Copy out the records below word for word, leaving out the pictures.

— start DATA SUPPLIED —

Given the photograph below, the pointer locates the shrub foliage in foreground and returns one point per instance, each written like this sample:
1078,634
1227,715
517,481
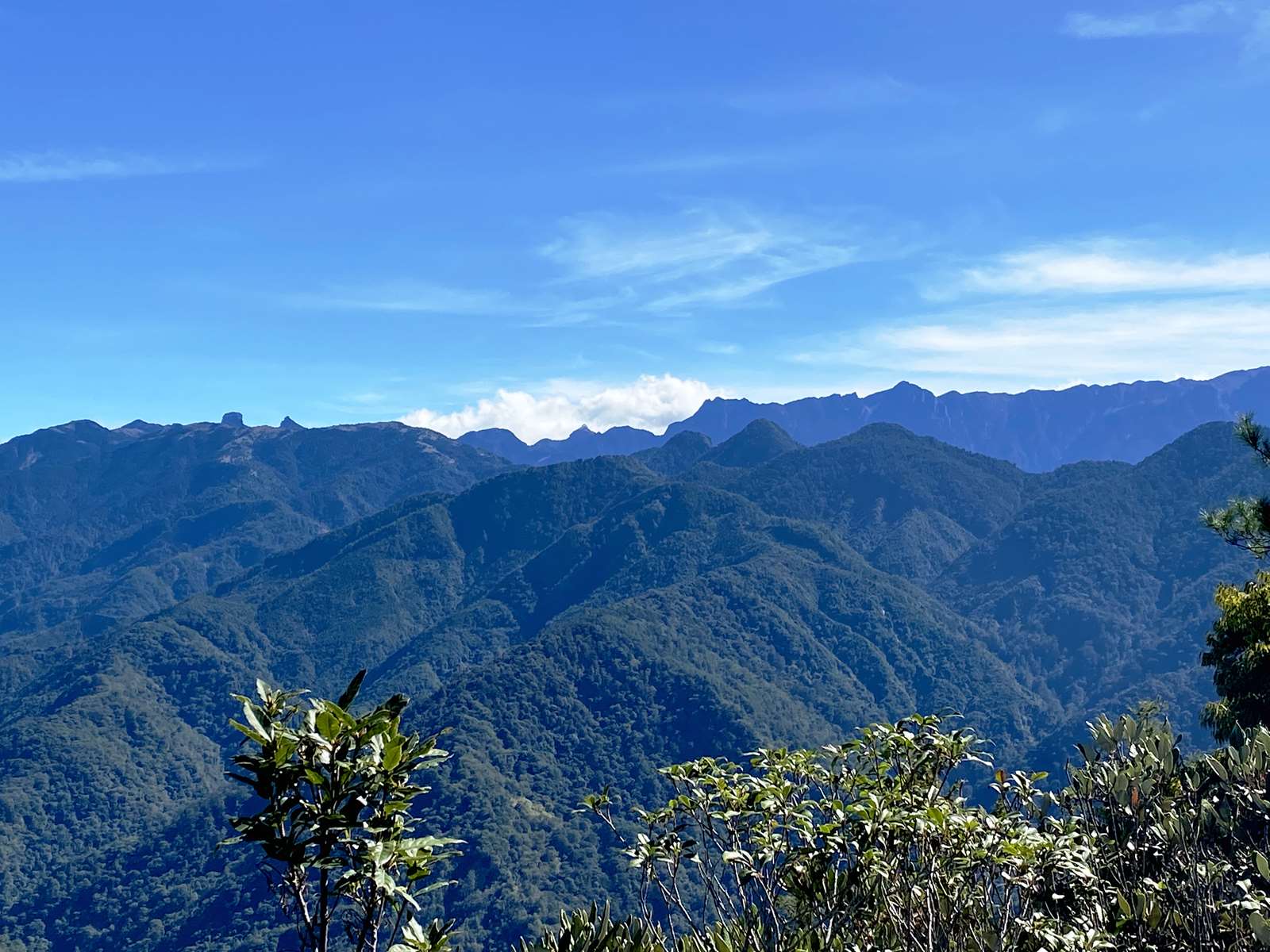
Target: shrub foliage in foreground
334,818
874,844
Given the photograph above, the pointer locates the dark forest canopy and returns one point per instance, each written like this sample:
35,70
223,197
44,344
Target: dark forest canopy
586,624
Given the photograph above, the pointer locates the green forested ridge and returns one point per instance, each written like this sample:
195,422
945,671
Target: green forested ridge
99,527
590,622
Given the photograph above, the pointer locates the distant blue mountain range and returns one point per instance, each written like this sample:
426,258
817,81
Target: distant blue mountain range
1037,431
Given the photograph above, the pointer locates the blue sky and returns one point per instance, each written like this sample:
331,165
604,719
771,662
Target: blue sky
545,215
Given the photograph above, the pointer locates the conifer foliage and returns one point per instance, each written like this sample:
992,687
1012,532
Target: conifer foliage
1238,645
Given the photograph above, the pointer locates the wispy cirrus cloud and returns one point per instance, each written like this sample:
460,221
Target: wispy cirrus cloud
823,94
616,270
1053,347
1109,266
27,168
408,298
558,408
702,257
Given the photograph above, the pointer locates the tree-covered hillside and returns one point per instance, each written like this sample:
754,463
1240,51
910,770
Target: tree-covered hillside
587,622
99,527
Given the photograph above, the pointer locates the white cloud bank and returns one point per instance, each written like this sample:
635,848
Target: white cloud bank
1111,267
1047,348
560,406
25,168
1162,22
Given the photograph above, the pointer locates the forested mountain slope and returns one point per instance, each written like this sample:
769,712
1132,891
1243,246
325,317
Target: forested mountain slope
103,526
586,622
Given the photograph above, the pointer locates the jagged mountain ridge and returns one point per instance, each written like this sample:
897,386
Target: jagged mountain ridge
1037,431
586,622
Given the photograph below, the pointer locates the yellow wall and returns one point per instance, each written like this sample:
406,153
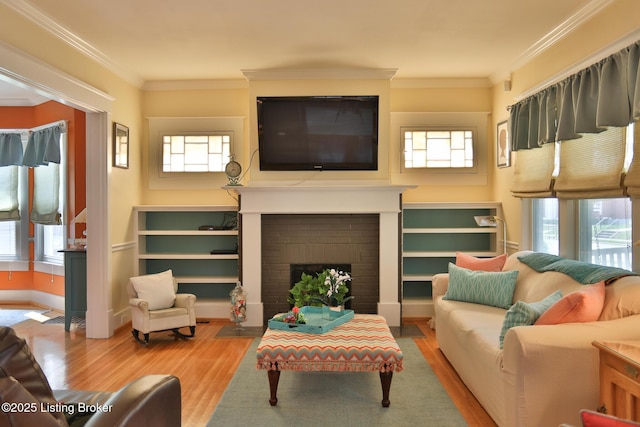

— end DATA SUPPLIED —

→ **PROBLEM SOLUTION**
Given the photograph below, the pointer locates the shrub foliage in foreground and returns one point per instance, each written like this sample:
1078,634
1227,715
517,481
Target: shrub foliage in foreground
334,818
874,844
Given the photograph above, the pointer locates the dark forest canopy and returns one point per instance, each written like this sample:
35,70
223,197
44,344
Target: dark forest canopy
586,624
Given the photograph above, the pointer locates the green forested ridge and returns one point per instance, each written like this sample:
195,422
945,671
Target: green forested ridge
99,527
590,622
Given the photograph above, the pointer locates the distant blue mountain range and returns one point per instance, each written like this sample:
426,258
817,81
Target: distant blue mountain range
1037,431
Given the photograph above, the pointer locates the blue sky and returns one point per instance, each written like this sample:
331,165
604,719
771,662
Target: blue sky
545,215
Given the photograph above, the pointer locates the conifer foliage and returns one point per instance, each written like this sample:
992,687
1012,532
Target: conifer foliage
1238,645
Given the photograph above, the pointer locates the wispy cirrus cloud and returns one point per instance, each written like this sample:
460,221
Target: wispy cirrus cloud
823,94
616,270
1053,347
1109,266
27,168
408,298
558,408
702,257
Given the photograph above, the pointer locates the tree-covered hillside and returns one point per instance, each written like this sample:
754,463
1240,51
910,770
Target: tree-covered hillside
587,622
99,527
Given the photograph above, the pointer locates the white cloud bank and returns one point per instance, each written like this sample:
635,848
Target: white cloud bank
1111,267
1047,348
560,406
25,168
1162,22
Given the photograph above, the pointer locates the forested mountain slope and returns one point per instance, each written like this sample:
769,712
1132,891
1243,246
325,317
Target: forested mountain slope
103,526
586,622
Given the photograph above, the pointer locates the jagged mountain ridge and returns one point per instance, each written like this sample:
897,386
Target: jagged mountain ridge
1037,431
586,622
Given the photograph below, the pointer locates the yellow wall and returns one point per instance, each written like this sample:
406,153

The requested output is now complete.